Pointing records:
┌──

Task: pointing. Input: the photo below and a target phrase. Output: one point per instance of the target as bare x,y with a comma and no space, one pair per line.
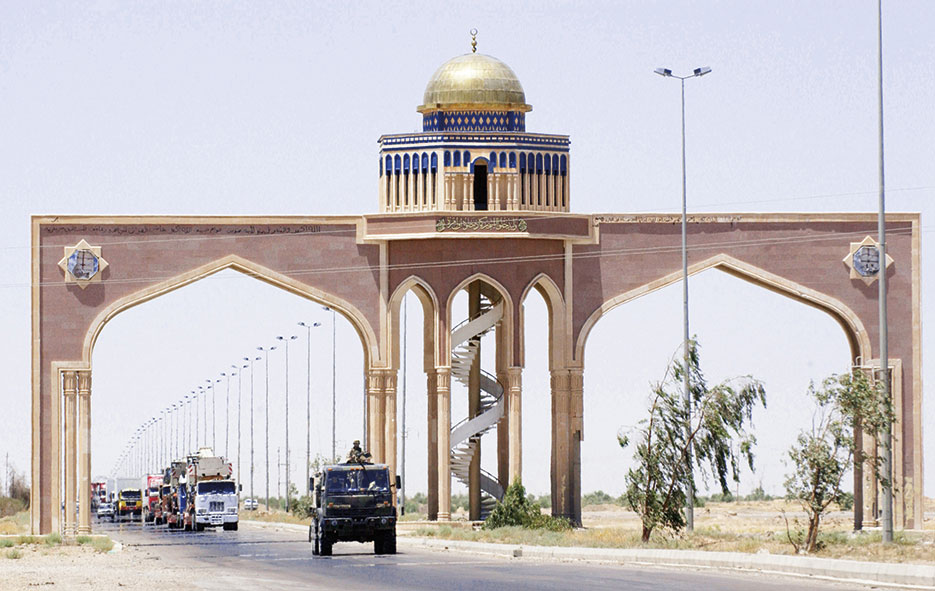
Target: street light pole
196,395
239,417
288,457
251,360
308,401
227,415
887,508
403,469
266,416
690,492
334,429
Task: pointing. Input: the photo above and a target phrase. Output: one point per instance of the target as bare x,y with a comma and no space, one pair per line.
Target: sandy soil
81,567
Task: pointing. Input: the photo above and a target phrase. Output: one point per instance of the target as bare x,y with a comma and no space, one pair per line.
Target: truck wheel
389,543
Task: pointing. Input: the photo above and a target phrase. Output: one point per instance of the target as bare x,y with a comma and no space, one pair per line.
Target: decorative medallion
864,260
83,264
481,224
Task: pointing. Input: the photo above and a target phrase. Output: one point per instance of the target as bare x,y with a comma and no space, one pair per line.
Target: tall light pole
266,355
887,508
227,416
402,492
248,359
334,428
203,394
690,496
239,392
175,426
308,400
188,441
288,457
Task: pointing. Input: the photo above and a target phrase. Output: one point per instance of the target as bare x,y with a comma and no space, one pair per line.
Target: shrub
758,494
102,544
10,506
517,510
598,497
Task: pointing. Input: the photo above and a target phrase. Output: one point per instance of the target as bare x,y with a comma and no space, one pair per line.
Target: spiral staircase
466,435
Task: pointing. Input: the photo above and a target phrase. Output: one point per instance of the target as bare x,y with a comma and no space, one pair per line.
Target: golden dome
472,81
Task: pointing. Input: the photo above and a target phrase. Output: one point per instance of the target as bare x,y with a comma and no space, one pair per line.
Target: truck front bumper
359,527
216,518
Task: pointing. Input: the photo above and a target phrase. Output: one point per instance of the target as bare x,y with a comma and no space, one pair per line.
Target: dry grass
749,527
274,516
15,524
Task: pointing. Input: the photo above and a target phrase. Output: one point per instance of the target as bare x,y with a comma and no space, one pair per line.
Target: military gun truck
353,502
212,498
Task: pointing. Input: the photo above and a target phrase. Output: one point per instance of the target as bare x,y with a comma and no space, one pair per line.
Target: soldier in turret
357,455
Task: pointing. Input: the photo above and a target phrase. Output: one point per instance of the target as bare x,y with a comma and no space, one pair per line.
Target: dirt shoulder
82,567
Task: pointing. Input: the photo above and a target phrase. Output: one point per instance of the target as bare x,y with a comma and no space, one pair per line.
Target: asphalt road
258,557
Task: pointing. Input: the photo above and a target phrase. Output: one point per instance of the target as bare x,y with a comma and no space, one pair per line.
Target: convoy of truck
353,502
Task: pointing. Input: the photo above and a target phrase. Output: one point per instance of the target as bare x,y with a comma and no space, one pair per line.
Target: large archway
855,336
71,429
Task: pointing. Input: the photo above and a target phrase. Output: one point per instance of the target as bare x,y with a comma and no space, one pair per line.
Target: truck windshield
357,481
218,487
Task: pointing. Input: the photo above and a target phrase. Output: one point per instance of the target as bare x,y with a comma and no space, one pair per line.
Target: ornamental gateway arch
476,203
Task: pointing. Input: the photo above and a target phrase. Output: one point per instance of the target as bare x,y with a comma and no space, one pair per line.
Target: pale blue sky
253,108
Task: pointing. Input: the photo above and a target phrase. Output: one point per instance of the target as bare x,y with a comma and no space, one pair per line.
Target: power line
350,219
585,254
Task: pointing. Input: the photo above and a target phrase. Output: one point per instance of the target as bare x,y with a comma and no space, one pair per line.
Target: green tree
712,431
518,510
822,455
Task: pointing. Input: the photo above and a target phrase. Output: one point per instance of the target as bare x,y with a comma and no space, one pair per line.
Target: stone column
469,191
432,416
375,414
561,483
70,388
84,452
410,191
870,509
576,405
515,410
443,392
420,192
493,191
503,431
549,194
389,423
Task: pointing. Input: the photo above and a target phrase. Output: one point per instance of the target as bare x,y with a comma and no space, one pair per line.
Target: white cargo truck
213,495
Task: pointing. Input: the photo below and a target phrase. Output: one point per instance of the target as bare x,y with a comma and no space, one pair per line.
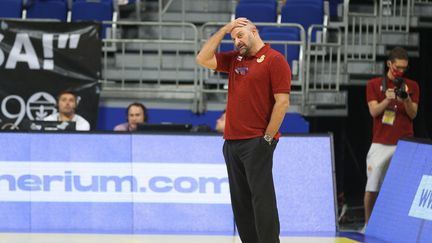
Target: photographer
393,102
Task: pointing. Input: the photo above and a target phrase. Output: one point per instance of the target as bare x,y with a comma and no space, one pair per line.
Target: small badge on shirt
261,59
389,117
241,70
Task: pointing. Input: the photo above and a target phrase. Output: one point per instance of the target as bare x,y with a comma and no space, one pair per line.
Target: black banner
40,59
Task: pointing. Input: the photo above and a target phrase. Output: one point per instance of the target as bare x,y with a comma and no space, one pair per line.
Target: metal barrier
324,57
215,82
157,60
361,32
395,15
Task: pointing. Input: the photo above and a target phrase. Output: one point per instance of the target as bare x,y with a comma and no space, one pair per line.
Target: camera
400,89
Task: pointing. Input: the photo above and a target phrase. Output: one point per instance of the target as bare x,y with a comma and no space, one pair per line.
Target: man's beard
244,50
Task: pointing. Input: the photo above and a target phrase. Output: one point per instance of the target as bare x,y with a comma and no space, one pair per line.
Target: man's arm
206,57
410,107
280,108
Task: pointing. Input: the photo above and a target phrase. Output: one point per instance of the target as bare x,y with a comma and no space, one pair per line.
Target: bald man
258,99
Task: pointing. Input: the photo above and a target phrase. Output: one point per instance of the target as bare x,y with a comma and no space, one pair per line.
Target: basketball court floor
90,238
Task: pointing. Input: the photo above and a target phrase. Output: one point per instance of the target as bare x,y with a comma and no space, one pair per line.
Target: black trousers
249,164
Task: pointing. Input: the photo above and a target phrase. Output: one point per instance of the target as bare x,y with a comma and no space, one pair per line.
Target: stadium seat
304,13
91,10
10,8
291,52
47,9
223,47
257,11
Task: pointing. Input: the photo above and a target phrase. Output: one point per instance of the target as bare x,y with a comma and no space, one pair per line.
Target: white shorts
377,162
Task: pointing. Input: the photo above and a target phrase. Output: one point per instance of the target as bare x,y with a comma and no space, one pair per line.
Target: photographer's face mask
398,68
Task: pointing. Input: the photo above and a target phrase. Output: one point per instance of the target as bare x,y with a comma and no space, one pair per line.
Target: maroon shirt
402,125
253,81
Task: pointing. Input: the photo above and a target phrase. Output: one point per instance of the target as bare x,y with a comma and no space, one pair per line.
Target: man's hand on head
239,22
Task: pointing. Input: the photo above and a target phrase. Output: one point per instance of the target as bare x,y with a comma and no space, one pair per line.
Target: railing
215,82
395,15
155,62
324,57
361,32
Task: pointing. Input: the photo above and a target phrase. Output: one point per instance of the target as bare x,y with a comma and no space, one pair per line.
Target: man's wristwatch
268,138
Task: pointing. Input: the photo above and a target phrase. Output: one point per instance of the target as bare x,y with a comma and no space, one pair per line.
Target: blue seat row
79,10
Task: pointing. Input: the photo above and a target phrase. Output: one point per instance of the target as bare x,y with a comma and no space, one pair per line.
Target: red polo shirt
402,125
253,81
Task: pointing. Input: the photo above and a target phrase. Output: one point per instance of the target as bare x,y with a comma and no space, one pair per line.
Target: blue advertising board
403,211
148,183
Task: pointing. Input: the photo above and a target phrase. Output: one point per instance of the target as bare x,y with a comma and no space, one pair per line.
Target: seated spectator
66,104
136,113
220,123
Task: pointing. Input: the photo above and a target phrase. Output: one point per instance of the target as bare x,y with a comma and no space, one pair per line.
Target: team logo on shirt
261,59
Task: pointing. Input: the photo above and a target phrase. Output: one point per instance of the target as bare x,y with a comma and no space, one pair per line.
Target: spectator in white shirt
67,104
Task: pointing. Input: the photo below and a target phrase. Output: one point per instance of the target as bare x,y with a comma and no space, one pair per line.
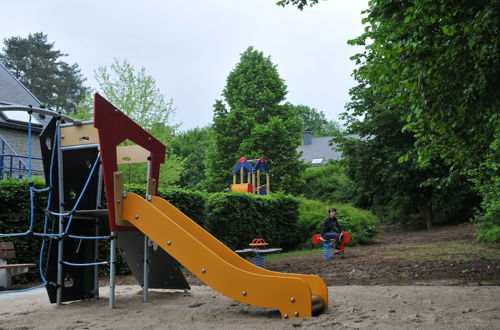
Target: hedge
15,218
235,219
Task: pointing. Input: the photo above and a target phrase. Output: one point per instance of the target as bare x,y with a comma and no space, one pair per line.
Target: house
14,129
316,151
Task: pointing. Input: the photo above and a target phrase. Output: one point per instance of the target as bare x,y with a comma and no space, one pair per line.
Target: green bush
237,218
328,183
15,218
488,234
234,218
360,224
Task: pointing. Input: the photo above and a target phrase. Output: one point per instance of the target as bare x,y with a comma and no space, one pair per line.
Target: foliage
36,64
299,3
328,183
488,234
435,65
316,122
15,218
253,123
191,146
135,93
360,224
237,218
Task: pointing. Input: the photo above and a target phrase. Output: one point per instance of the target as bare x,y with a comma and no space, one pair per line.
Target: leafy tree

└──

What you need to do: Pull out every line in the rows above that contains the string "spectator". Only matches with the same capitalization count.

Solution:
Target: seated spectator
Target: spectator in white shirt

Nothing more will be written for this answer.